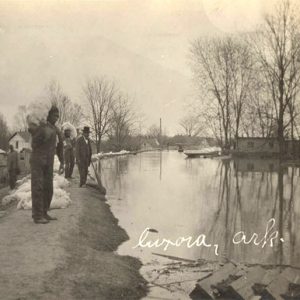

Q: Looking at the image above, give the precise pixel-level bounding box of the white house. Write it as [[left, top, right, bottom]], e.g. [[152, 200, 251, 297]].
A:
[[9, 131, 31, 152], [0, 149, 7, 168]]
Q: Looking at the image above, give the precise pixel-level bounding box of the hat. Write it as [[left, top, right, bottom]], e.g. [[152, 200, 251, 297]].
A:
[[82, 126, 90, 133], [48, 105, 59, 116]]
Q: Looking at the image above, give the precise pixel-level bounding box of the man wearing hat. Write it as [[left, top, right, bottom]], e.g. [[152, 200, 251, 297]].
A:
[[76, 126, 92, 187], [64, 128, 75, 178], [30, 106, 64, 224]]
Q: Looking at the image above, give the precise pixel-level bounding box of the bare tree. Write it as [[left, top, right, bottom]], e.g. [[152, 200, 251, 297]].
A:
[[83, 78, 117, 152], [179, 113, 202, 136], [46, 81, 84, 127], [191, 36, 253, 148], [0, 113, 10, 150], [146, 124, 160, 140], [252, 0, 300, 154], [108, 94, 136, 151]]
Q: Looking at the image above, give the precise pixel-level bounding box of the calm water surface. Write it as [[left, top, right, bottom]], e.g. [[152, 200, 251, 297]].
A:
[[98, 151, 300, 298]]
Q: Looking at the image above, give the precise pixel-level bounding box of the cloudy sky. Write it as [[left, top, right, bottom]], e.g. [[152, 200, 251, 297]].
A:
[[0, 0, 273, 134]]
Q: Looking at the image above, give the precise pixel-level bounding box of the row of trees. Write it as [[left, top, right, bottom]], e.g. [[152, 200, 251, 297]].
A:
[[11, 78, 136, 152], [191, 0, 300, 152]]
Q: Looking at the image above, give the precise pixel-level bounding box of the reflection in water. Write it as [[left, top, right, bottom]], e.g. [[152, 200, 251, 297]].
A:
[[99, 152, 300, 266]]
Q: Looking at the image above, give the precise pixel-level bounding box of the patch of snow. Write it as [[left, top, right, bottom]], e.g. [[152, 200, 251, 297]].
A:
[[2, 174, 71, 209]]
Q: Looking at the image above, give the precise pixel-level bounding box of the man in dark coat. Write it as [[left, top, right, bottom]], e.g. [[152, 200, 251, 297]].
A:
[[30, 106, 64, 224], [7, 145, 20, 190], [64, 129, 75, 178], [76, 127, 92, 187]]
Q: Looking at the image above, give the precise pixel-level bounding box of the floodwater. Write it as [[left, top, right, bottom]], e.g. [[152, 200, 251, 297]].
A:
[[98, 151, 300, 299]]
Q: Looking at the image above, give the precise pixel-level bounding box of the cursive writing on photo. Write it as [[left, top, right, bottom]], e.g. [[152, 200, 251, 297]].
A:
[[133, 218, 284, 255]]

> [Exercise instructions] Rewrite the stretch of the listing from the line containing "of the calm" through the line containing "[[11, 78, 136, 152], [191, 0, 300, 152]]", requests included, and output only those lines. Multiply every bounding-box coordinate in the answers by 1.5, round to whole numbers with halves going up, and leave the requests and their sample format unchanged.

> [Exercise answer]
Q: Looking at the image above, give the precise pixel-level bounding box of the calm water surface. Write it as [[left, top, right, bottom]], e.g. [[152, 200, 251, 297]].
A:
[[147, 227, 450, 447]]
Q: Looking at the image above, give the precise pixel-level bounding box of the cloudy sky. Write it as [[left, top, right, bottom]], e.g. [[152, 200, 251, 297]].
A:
[[0, 0, 410, 201]]
Q: Looking at the image above, give the precise pixel-level bounding box of the row of trees. Write it as [[left, top, right, bottom]], e.g. [[152, 200, 251, 297]].
A:
[[17, 117, 204, 228], [287, 0, 450, 228]]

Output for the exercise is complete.